- _GIVEN PASSAGE_
Does eBay care? Absolutely not. This is a multi-billion dollar, multi-national company that does not have a conscience. eBay has grown too big for its britches and its arrogance is apparent every moment of the day. eBay is not a good member of the vast Internet commerce community. eBay's perception is that it is omnipotent.

On Thursday, March 29, 2007, eBay hosted a 90 minute Town Hall Meeting, and members were either invited to post their questions at eBay's Town Hall Forum message board on a thread entitled March 29 Town Hall Question Thread or call in. To hear the rebroadcast from the March 29, 2007 Town Hall Meeting, click here.

Bill Cobb, President of eBay North America and other management personnel were the panelists that answered questions. Members were informed in advance that not every question on the thread would be answered. However, what was most surprising is that members that called in to the live Town Hall Meeting not only had their questions pre-screened, but many were intentionally hung up on if the questions being posed to the panelists were related to fraud. The members that called in had legitimate concerns they wanted addressed, yet eBay treated each of these people as if they were childishly making prank telephone calls, and the only solution eBay had was to hang up on them. This is not the way for a corporation to treat its members. This action further cements eBay's arrogance and proves that eBay's management team has absolutely no respect for its users. eBay's Board of Directors and investors should be ashamed of eBay's management team.

Following are many of the questions from the thread cited above that were not addressed by the panelists during the live Town Hall Meeting:

Why is Google checkout not an accepted means of payment on eBay?

Is anything going to be done about the auction listings that have a super low starting price and then add shipping charges which are clearly double or triple what they should be?

What do you feel are the motives behind the recent Vladuz hackings, and do you personally maintain that company line that he never breached your security? If so, how do you explain his last two "hackings" where he took over control of eBay employees' accounts? If, as management's spokespeople have stated, he gained access to eBay servers and databases for employees only via employee email accounts, have these employees been dispatches appropriately?

Vladuz recently alluded to an interview with CNN (on March 15th, I believe)....he then later emailed certain people and said that the interview was off. Did eBay contact CNN and threaten to sue if such an interview was done? If so, did eBay contact corporate at CNN or just intimidate the reporters involved?

How were some scammers who listed dozens, hundreds or thousands of auctions allowed to keep listing even after becoming NARU'd?

Why was eBay unable to remove certain scam auctions from the site for hours and sometimes days after the user became NARU'd?

Last year you spoke of increasing customer service....yet we users have yet to see any sort of increase in the amount of customer service, nor have we seen better means of CS, quicker response times or less canned emails.

So, is that a result of you simply lying to customers or is it a case of poor management? If so, who's dropping the ball?

When is ebay going to take the quite necessary step IMO of requiring significant identity verification of all new users? Will this ever happen?

- _INSTRUCTION A_
Set down the part of the eBay passage from "Does eBay care?" up to and including "it is omnipotent.", word for word.

- _RECORDED DATA_
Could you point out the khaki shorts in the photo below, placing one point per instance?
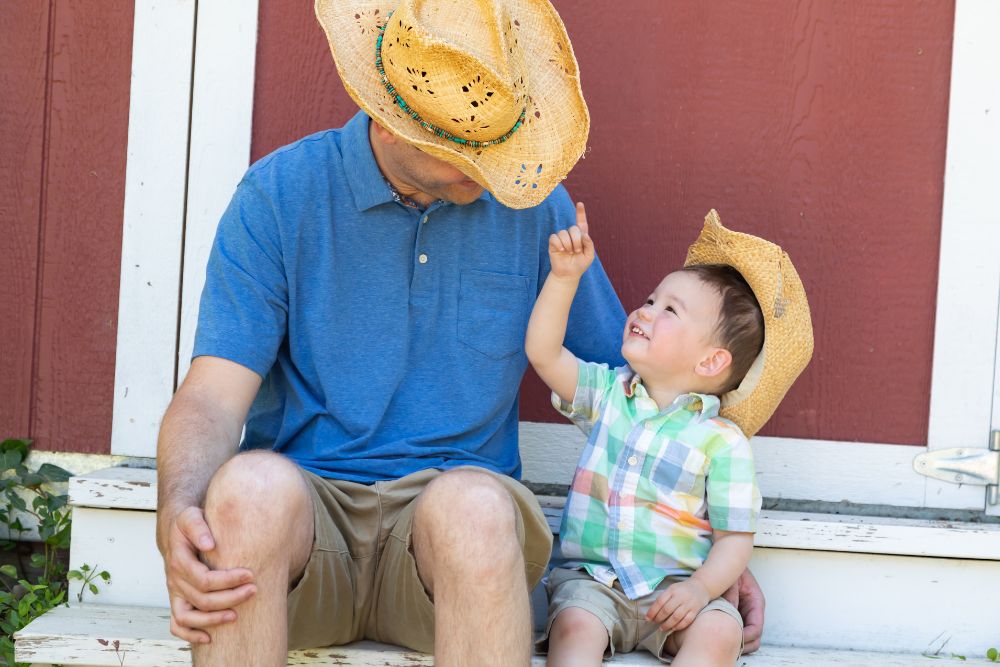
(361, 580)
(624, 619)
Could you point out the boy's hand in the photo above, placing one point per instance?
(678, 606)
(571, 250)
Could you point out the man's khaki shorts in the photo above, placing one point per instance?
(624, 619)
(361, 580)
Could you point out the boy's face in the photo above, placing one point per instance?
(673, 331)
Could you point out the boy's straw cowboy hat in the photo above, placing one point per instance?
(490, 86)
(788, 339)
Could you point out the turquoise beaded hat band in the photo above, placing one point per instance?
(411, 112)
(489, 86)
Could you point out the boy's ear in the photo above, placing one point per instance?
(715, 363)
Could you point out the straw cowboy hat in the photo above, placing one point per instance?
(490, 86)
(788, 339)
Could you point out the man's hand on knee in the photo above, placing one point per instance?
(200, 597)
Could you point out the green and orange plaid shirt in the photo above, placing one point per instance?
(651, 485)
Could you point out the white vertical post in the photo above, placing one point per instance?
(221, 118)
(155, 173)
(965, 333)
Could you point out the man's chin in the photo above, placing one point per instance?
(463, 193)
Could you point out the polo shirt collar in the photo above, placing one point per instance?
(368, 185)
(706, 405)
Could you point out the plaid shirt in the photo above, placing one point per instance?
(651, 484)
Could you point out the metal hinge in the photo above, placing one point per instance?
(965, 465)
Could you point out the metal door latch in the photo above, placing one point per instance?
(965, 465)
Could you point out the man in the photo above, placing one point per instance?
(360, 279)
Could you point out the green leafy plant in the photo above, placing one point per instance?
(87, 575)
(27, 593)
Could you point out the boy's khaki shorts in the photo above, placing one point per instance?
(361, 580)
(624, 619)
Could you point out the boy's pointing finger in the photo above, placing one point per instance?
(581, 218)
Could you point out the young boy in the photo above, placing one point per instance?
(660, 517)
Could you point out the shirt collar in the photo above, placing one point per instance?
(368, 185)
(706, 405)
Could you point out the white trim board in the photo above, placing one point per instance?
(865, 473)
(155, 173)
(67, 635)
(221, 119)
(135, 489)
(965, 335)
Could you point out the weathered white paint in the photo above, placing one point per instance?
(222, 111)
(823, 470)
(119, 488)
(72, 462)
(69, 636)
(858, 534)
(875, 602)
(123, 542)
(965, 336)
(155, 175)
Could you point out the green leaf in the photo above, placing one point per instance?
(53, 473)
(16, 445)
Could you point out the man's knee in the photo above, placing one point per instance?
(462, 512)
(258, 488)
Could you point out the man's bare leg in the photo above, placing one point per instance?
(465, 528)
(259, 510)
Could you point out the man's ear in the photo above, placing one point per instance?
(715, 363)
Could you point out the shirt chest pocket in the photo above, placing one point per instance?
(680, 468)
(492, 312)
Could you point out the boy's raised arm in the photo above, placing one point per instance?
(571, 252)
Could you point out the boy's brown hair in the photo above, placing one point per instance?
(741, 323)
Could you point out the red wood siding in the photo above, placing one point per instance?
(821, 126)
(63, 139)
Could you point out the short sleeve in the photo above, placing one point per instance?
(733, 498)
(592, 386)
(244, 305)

- _INSTRUCTION B_
Extract the lines of the rows from the line with "Could you point out the shirt collar" up to and including the last line of the rows, and repeat them without any change.

- _FULL SOLUTION A_
Does eBay care? Absolutely not. This is a multi-billion dollar, multi-national company that does not have a conscience. eBay has grown too big for its britches and its arrogance is apparent every moment of the day. eBay is not a good member of the vast Internet commerce community. eBay's perception is that it is omnipotent.

- _FULL SOLUTION B_
Could you point out the shirt collar in the photo above, placing one point per instance?
(368, 185)
(706, 405)
Could you point out the white trim board in the photo above, placing one point per instance?
(865, 473)
(155, 173)
(67, 635)
(221, 119)
(135, 489)
(965, 335)
Could you point out the weathered white paint in the photo above, placing one point per instance?
(222, 111)
(823, 470)
(119, 488)
(72, 462)
(69, 636)
(858, 534)
(875, 602)
(123, 542)
(965, 336)
(155, 175)
Could you point out the green leaf in the photo above, placing one point per instance?
(53, 473)
(16, 445)
Could you point out the man's knee in the photo above, placing one point per instance?
(462, 512)
(258, 488)
Could you point out the man's bare leg in the photo above, placing one point per instance?
(465, 528)
(259, 510)
Could you point out the man's ear in the photo above, placing one point per instance?
(715, 363)
Could you point out the shirt chest pocket in the photo above, placing one point per instance?
(680, 468)
(492, 312)
Could you point out the boy's raised arm in the photo above, placing one point per instance?
(571, 252)
Could you point out the boy's brown hair in the photo above, placing one point per instance?
(741, 323)
Could you point out the red wood siding in the photo above, placing one point per instance?
(821, 126)
(63, 139)
Could you point out the short sleeve in the photo above, placing one point per instance?
(733, 498)
(592, 386)
(244, 305)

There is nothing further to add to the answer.